INSTRUCTION
Copy the records exactly as they appear, from the very first line through the line containing "positive clicks: (1, 177)", with both ends included.

Segmentation mask records:
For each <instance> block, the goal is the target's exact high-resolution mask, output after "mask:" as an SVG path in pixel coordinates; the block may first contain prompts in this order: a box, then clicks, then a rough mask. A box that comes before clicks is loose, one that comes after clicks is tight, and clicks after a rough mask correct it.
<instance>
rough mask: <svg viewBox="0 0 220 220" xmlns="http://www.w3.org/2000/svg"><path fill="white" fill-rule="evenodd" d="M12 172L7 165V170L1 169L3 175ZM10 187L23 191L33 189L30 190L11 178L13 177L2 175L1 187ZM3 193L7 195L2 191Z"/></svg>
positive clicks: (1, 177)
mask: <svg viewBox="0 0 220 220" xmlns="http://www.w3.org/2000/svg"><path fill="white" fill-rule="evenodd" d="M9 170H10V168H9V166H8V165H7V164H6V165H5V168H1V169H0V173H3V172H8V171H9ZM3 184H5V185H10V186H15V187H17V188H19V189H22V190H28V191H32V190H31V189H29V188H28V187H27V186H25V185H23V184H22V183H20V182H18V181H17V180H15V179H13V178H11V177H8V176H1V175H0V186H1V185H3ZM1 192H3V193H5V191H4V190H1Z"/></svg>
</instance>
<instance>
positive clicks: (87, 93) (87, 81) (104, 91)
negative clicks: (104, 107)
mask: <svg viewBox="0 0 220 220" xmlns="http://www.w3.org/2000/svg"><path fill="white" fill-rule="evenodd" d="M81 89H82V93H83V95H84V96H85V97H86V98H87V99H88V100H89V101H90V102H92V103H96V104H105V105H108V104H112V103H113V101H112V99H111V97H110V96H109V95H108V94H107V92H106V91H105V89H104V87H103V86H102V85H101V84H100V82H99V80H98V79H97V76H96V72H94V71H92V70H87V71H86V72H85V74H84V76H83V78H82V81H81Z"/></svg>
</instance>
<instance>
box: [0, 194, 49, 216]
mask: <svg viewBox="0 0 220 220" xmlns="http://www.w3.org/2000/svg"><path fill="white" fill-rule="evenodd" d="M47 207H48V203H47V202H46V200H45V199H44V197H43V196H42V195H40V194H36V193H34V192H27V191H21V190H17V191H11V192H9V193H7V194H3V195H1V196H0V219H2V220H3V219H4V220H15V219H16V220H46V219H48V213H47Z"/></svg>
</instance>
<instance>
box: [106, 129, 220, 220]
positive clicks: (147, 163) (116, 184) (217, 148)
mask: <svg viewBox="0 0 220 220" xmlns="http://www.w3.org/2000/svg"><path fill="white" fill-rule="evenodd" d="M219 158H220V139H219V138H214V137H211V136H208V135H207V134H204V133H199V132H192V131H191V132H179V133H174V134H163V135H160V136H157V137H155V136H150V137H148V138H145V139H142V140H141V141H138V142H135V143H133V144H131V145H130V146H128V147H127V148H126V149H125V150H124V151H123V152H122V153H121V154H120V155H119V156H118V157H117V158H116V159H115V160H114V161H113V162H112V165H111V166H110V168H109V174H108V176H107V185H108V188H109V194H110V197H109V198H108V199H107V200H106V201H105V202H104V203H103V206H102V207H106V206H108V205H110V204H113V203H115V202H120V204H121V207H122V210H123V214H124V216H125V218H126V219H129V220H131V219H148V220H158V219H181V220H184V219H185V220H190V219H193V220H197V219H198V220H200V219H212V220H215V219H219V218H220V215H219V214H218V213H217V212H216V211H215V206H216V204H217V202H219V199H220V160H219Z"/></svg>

REPLY TO THE EXERCISE
For each <instance> block, the goal is the target's exact high-resolution mask, output after "mask:" as an SVG path in pixel coordinates; the block may first contain prompts in this order: a box, then clicks, then a rough mask. A box that comes before clicks is loose, one that comes after clicks is tight, and clicks after a rough mask correct it.
<instance>
rough mask: <svg viewBox="0 0 220 220" xmlns="http://www.w3.org/2000/svg"><path fill="white" fill-rule="evenodd" d="M12 172L7 165V170L1 169L3 175ZM10 187L23 191L33 189L30 190L11 178L13 177L2 175L1 187ZM3 193L7 195L2 191Z"/></svg>
positive clicks: (1, 177)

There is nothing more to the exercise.